*本文抜粋:*

ウィルスや細菌に対するバリア性から考えると、より密閉度が高い衛生マスクが望ましいと考えられやすいが、密閉度が高いマスクは、息苦しく装着する人に苦痛を与えやすく日常的に長時間の使用には不適当である。苦痛を感じて衛生マスクを外したのでは、感染を防止できない。
【0003】
今後もコロナ禍が続くことを考えると、総合的な感染リスクの軽減は当然のことながら、生活の質や経済活動も担保し、衛生マスクによるストレスや二次被害も軽減する必要がある。そのためには、状況に応じて衛生マスクを使い分ける必要がある。
【0004】
顔の表情が見えるようにして、唾や飛沫などの拡散を防ぐためには、透明プラスチックを隔壁形成部材として使用しているフェースシールドやマウスシールドが存在する。
【0005】
しかし、これらの多くは、顔が明瞭に見えるが、呼吸した息や唾がシールド部材の表面に付着して曇って見えにくくなりやすく、数十分毎に拭き取る必要がある。また、装着時の圧迫感、他者への威圧感もあるだけでなく、顔面や口面との間の空間から外方への飛沫の拡散は防ぎようがない。
【0006】
これらに対し、特許文献1に開示されている衛生マスクは、光透過性及び細菌バリア性を有し、衛生マスク装着時に顔の表情が見えることや衛生マスクによる不快な印象の軽減を図っている。
【0007】
この衛生マスクのマスク本体は、横長の矩形状の形状である。マスク本体の左右両側には、耳掛け紐固定部を備えている。マスク本体の横方向の両端部分を除く中央部分は、着用者の顔面の口を被覆する顔面被覆部分となっている。その顔面被覆部分は、規則的に貫通孔を形成した基材層と繊維径350nm以下で坪量が0.50g/m以下のナノファイバ層とを積層シートとして一体化し、顔面被覆部分の平行光線透過率は、10%以上に形成されている。

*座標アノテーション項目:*
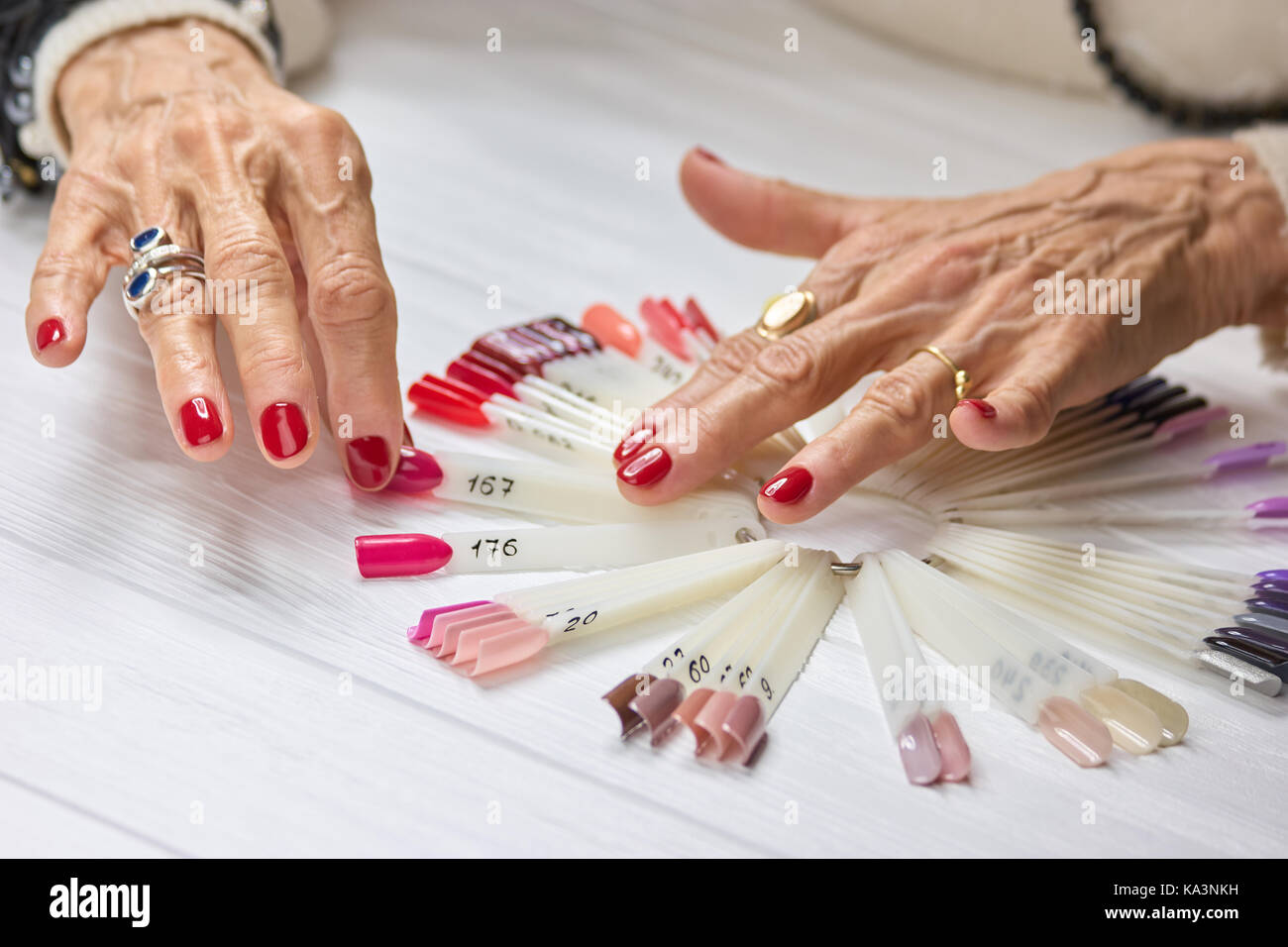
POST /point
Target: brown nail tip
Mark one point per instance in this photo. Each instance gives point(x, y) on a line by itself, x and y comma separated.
point(1074, 732)
point(657, 705)
point(953, 751)
point(1172, 715)
point(1132, 725)
point(743, 725)
point(619, 699)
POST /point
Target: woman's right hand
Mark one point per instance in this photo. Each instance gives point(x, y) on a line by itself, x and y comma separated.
point(275, 193)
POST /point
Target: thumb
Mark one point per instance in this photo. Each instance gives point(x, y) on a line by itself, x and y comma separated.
point(764, 214)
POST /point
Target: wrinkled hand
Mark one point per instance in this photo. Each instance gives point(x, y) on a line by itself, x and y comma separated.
point(275, 193)
point(964, 274)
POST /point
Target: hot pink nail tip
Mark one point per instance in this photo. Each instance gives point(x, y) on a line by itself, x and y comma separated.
point(399, 554)
point(917, 751)
point(953, 753)
point(421, 630)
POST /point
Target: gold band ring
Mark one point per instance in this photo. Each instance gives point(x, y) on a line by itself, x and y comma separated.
point(961, 377)
point(786, 313)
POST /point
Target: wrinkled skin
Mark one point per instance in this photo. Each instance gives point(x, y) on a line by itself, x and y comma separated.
point(270, 188)
point(960, 273)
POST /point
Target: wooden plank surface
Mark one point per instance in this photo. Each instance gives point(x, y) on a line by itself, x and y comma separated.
point(265, 701)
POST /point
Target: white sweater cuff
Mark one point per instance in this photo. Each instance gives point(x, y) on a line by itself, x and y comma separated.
point(91, 22)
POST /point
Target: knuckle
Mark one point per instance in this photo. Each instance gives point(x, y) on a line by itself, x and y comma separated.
point(349, 289)
point(733, 355)
point(789, 364)
point(898, 399)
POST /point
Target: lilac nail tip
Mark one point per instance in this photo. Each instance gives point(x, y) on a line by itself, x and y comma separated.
point(1270, 508)
point(1247, 458)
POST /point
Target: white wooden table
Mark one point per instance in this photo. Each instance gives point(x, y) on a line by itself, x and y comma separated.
point(266, 701)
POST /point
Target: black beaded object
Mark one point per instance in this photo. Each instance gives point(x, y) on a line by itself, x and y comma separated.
point(1180, 112)
point(24, 25)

*指示と条件:* 衛生マスクについての本文の続きを、最後の文の後から書いてください。

*回答文:*
【0008】
特許文献2には、着用者の顔部分が透視可能な透明性を有する共に、花粉などの空中に浮遊する異物の吸入を防止したり、鼻や口などの呼吸器から発生する飛沫を充分に遮断したりすることのできる衛生マスクが技術開示されている。透明織布は、合成繊維フィラメントから構成され撥水処理加工が施されている。この透明織布の周辺端部は熱融着されるか、ナス形またはU字形に湾曲成形された樹脂シートで透明織布を囲んでいる。
【0009】
特許文献3には、息苦しさからの解放を第一として鼻部分を露出させた衛生マスクが開示されている。着用者の口の動きを外部から視認可能にする薄い素材や透光性の保持された構造にしているので、大勢の人が作業を行っている場においても着用者の口の動きから発話者が誰であるのか、どういった内容を話しているのかを判別可能である。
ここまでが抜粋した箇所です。